**Set task:** Find every line in the records below that contains the word "white", and copy each of those lines.
[Start of Data for processing]
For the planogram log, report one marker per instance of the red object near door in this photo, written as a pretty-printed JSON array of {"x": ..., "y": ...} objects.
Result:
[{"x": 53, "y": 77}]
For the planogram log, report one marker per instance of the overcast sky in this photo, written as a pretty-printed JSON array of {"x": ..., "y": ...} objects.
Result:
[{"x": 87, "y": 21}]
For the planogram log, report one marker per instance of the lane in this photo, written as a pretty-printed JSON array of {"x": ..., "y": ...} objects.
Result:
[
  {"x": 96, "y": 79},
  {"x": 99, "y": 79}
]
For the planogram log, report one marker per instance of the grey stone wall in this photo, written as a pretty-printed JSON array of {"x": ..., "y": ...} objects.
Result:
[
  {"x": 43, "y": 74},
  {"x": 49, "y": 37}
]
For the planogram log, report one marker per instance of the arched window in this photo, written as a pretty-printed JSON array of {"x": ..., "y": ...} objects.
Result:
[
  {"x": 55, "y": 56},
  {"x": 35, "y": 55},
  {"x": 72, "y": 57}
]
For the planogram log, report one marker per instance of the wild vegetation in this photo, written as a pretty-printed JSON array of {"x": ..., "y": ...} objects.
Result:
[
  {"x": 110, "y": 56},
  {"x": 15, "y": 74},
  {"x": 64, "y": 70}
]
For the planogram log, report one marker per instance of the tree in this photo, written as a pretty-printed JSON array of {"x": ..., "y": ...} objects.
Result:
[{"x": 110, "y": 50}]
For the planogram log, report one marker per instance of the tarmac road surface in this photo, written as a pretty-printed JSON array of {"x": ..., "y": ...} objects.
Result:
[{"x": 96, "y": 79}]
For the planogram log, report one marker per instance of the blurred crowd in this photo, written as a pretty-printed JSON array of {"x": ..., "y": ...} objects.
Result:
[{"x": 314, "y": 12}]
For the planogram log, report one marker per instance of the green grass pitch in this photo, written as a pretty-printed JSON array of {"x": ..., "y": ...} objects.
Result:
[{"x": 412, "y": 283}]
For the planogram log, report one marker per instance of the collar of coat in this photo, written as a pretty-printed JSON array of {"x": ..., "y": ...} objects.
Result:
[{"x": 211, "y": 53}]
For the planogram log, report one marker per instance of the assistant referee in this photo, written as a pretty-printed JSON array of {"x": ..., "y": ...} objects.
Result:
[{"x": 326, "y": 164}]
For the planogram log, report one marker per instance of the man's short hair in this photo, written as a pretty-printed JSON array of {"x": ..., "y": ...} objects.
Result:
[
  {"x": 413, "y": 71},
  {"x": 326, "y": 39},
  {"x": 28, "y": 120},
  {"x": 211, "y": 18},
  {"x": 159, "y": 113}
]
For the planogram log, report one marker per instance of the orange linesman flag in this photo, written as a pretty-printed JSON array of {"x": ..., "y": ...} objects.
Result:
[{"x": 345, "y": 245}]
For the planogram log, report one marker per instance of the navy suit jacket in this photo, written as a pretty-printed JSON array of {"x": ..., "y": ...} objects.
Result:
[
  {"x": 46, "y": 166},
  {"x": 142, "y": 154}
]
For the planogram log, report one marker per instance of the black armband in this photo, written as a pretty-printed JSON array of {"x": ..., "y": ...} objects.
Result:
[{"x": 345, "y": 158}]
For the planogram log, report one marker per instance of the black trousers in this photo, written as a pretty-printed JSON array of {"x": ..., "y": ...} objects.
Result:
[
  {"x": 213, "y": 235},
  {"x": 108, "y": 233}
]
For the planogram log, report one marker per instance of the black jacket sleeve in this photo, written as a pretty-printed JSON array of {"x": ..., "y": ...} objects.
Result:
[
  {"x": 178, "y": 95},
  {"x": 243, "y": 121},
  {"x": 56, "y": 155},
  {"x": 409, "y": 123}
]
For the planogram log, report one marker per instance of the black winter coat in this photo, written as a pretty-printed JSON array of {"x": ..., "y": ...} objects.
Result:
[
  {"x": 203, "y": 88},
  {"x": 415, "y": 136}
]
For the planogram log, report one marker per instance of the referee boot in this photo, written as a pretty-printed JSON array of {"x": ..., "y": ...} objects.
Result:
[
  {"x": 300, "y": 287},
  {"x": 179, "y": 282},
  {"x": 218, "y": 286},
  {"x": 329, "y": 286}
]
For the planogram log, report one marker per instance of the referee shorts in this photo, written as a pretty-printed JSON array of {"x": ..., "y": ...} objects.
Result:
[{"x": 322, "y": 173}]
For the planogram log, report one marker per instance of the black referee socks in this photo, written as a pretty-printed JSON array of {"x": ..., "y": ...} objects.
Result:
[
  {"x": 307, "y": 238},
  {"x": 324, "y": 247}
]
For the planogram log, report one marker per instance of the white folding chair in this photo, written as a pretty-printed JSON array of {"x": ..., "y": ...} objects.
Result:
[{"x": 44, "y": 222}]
[End of Data for processing]
[Start of Data for processing]
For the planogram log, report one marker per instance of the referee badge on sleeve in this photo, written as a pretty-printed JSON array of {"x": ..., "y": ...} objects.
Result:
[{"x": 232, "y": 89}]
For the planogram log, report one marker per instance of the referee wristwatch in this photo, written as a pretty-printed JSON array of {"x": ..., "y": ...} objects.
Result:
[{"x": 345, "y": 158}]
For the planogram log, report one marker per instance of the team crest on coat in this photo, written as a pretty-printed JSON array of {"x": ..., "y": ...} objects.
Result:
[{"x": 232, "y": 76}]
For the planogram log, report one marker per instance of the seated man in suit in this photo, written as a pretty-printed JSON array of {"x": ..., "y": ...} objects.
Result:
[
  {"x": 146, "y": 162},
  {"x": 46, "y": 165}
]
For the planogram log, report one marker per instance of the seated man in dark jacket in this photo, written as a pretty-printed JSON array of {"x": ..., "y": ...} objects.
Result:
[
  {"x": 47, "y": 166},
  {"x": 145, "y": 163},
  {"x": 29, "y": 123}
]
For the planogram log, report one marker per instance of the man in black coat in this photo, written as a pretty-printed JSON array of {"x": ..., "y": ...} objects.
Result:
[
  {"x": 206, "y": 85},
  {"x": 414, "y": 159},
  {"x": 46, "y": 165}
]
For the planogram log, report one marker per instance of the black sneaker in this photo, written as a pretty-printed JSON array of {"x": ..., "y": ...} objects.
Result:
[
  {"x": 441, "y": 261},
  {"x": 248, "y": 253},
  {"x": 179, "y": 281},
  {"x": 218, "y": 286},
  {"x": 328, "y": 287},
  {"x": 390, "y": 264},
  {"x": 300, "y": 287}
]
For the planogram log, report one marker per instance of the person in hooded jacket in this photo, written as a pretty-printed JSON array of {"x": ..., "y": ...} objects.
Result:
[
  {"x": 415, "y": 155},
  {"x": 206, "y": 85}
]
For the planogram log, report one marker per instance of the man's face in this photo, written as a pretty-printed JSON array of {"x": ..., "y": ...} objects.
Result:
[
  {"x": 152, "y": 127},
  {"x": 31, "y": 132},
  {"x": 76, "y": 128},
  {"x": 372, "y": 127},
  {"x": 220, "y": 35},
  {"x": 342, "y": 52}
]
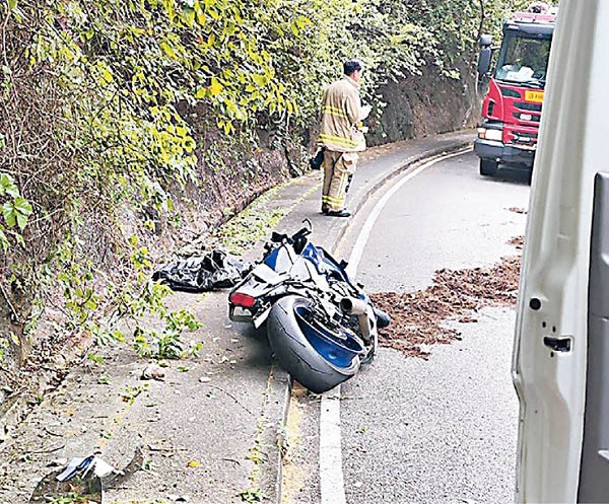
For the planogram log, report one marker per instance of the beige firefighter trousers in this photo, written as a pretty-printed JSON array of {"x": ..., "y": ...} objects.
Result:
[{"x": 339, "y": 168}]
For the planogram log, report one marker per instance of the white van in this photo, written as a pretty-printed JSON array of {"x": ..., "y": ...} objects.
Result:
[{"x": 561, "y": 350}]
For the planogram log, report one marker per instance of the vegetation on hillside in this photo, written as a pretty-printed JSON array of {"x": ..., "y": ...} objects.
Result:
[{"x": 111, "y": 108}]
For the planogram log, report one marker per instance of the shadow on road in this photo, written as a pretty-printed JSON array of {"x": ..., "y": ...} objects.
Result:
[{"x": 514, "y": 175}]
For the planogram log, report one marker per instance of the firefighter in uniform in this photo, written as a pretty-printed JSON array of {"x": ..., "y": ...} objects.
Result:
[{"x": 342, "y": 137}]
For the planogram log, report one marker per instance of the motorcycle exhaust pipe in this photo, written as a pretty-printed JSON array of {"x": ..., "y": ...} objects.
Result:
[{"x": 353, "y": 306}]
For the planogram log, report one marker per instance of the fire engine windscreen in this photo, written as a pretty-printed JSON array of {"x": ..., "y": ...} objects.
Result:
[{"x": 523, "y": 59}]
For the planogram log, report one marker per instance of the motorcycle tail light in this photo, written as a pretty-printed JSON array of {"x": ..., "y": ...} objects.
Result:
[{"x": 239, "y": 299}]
[End of Data for processing]
**Result of the exercise:**
For the planogram log, report one marker per instance of the white folding chair in this photo, written as a pretty-printed JSON array of {"x": ..., "y": ...} objects.
For the planogram log, report one marker per instance of the white van in this photo, written as a pretty-printed JSON array of {"x": ..., "y": ...} objects.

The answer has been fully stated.